-- Start RECORDS SUPPLIED --

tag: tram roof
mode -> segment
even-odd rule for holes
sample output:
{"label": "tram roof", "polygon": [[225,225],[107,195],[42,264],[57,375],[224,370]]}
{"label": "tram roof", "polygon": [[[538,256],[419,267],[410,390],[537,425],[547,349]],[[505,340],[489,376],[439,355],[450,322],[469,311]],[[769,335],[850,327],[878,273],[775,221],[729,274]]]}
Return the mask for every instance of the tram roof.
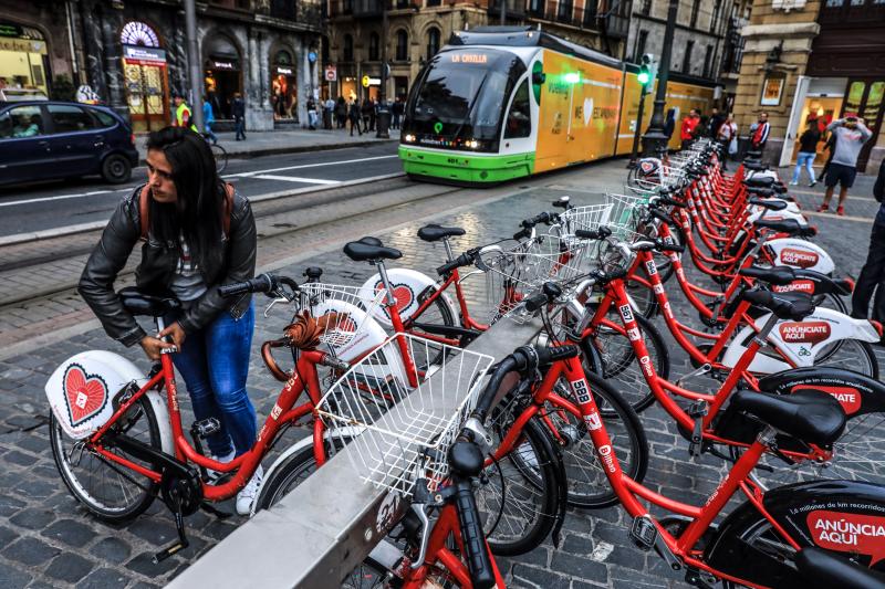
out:
{"label": "tram roof", "polygon": [[477,27],[468,31],[455,31],[449,38],[449,45],[497,45],[509,48],[544,48],[560,53],[574,55],[584,60],[603,63],[621,69],[621,61],[566,41],[546,31],[532,27]]}

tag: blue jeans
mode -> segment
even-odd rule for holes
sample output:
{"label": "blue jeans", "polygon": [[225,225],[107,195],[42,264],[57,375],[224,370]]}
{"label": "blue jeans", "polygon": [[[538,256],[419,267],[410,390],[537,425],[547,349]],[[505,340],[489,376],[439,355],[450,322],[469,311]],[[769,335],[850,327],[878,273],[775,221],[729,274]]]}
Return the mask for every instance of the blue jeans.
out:
{"label": "blue jeans", "polygon": [[802,170],[802,166],[809,170],[809,178],[811,178],[811,182],[814,182],[814,168],[812,165],[814,164],[814,158],[818,154],[810,154],[808,151],[800,151],[799,156],[795,158],[795,169],[793,170],[793,182],[799,183],[799,176],[800,171]]}
{"label": "blue jeans", "polygon": [[247,452],[256,441],[256,409],[246,392],[254,306],[239,319],[221,313],[200,332],[188,334],[173,362],[190,393],[196,419],[216,418],[221,430],[209,437],[216,456]]}

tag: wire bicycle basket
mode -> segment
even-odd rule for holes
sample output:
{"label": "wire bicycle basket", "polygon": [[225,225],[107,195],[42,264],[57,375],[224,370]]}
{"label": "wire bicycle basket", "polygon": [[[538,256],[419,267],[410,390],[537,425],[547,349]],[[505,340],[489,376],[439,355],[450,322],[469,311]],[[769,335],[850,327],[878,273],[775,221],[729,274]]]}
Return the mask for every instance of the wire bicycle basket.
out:
{"label": "wire bicycle basket", "polygon": [[387,296],[384,288],[371,290],[321,282],[299,285],[299,311],[309,311],[314,317],[335,313],[336,318],[320,337],[334,353],[346,346],[365,330],[373,320],[375,308]]}
{"label": "wire bicycle basket", "polygon": [[[445,354],[425,371],[404,361],[440,346]],[[365,483],[409,495],[415,481],[425,478],[435,491],[448,475],[448,449],[493,361],[485,354],[393,335],[332,385],[316,412],[335,441],[350,442],[347,454]],[[376,402],[366,390],[373,388],[393,402]]]}

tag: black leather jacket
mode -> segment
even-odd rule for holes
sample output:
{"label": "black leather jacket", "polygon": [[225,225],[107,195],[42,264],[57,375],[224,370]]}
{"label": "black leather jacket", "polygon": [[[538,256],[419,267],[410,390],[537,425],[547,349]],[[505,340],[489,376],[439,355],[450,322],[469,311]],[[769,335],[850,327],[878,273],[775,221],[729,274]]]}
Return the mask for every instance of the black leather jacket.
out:
{"label": "black leather jacket", "polygon": [[[101,241],[86,262],[77,287],[107,335],[124,346],[137,344],[146,335],[114,292],[114,281],[140,239],[140,192],[139,186],[117,206],[104,228]],[[230,313],[236,319],[249,307],[251,295],[231,301],[222,298],[216,288],[222,284],[249,280],[256,272],[256,220],[249,201],[239,193],[233,196],[229,233],[220,244],[225,250],[223,264],[218,267],[200,267],[207,291],[178,319],[186,334],[204,328],[221,312]],[[176,250],[148,233],[147,241],[142,245],[142,261],[135,270],[136,285],[147,293],[170,295],[168,286],[177,263]]]}

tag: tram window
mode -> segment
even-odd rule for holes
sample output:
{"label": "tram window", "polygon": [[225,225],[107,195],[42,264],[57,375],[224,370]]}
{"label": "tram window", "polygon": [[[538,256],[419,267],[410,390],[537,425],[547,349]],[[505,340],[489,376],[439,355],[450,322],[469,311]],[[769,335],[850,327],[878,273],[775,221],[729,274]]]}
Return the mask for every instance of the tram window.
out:
{"label": "tram window", "polygon": [[507,115],[504,139],[528,137],[532,134],[532,115],[529,104],[529,83],[523,80],[513,95],[513,103]]}

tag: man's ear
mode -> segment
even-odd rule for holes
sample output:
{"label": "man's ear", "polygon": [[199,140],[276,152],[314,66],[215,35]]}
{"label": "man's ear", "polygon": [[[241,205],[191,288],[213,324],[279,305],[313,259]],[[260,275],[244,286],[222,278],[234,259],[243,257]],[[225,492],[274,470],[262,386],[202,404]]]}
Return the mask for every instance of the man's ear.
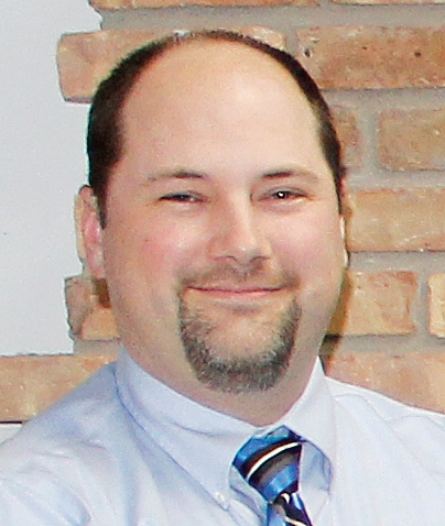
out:
{"label": "man's ear", "polygon": [[83,186],[76,201],[77,250],[84,266],[97,280],[105,277],[102,227],[97,198],[89,186]]}

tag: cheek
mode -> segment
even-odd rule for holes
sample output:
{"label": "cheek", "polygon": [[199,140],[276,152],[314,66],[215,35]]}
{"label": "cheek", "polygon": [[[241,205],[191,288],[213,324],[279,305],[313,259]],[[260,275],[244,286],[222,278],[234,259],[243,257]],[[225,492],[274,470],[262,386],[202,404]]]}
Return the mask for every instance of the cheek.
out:
{"label": "cheek", "polygon": [[344,261],[344,242],[339,222],[326,218],[313,218],[297,227],[282,230],[285,235],[275,240],[275,251],[282,264],[300,277],[332,275]]}

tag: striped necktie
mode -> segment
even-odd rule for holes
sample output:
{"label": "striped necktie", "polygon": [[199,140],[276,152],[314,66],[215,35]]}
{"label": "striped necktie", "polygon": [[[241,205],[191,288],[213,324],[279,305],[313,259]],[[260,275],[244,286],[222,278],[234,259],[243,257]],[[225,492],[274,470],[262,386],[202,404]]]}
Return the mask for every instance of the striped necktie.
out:
{"label": "striped necktie", "polygon": [[250,439],[237,453],[234,465],[268,501],[269,526],[312,526],[299,495],[302,440],[286,427]]}

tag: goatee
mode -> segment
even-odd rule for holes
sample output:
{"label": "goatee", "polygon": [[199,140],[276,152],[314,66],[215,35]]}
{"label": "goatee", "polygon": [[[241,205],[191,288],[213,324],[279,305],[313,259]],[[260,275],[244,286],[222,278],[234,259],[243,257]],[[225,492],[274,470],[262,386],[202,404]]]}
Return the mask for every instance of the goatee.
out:
{"label": "goatee", "polygon": [[[199,382],[207,387],[224,393],[254,393],[276,385],[287,371],[301,308],[295,300],[278,315],[275,322],[259,329],[267,332],[267,341],[258,344],[252,352],[237,349],[236,335],[230,341],[230,352],[218,349],[213,338],[216,330],[230,331],[206,319],[202,311],[191,311],[180,299],[180,330],[185,355]],[[252,326],[254,330],[254,324]],[[214,340],[214,342],[213,342]],[[226,346],[227,348],[227,346]],[[230,354],[231,358],[223,358]]]}

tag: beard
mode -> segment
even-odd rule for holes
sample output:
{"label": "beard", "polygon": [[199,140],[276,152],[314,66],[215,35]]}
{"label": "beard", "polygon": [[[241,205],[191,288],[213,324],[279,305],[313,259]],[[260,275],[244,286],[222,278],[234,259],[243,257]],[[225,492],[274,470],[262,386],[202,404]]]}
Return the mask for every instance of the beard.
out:
{"label": "beard", "polygon": [[[237,335],[230,335],[227,320],[217,324],[180,298],[180,330],[187,361],[199,382],[223,393],[254,393],[276,385],[287,371],[300,318],[301,308],[290,302],[269,319],[251,322],[251,339],[260,335],[259,341],[249,346],[254,349],[241,344],[235,352]],[[218,336],[224,330],[226,342]]]}

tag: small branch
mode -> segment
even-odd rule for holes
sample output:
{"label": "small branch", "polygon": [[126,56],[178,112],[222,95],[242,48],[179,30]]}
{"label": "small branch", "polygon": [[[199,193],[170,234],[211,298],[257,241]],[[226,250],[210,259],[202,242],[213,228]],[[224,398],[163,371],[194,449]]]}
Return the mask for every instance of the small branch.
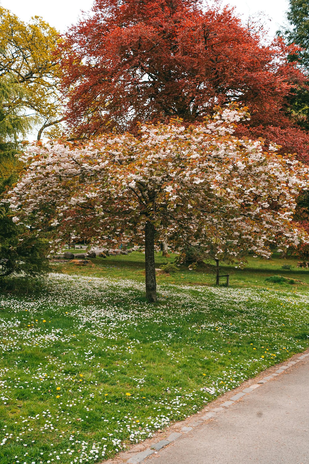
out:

-- End RECORDS SUPPLIED --

■ WHAT YOU HAVE TO DO ■
Select each line of the listing above that contains the string "necktie", and copy those lines.

■ ANSWER TO THIS TASK ■
tag: striped necktie
{"label": "striped necktie", "polygon": [[199,140],[276,152],[314,66],[215,35]]}
{"label": "striped necktie", "polygon": [[[241,205],[191,288],[213,324],[279,305],[313,259]],[[260,275],[244,286],[222,278],[234,259],[243,257]],[[225,492],[274,470],[262,386],[202,404]]]}
Return the mask for every instance of the striped necktie.
{"label": "striped necktie", "polygon": [[250,439],[237,453],[234,465],[268,501],[269,526],[312,526],[299,495],[302,440],[286,427]]}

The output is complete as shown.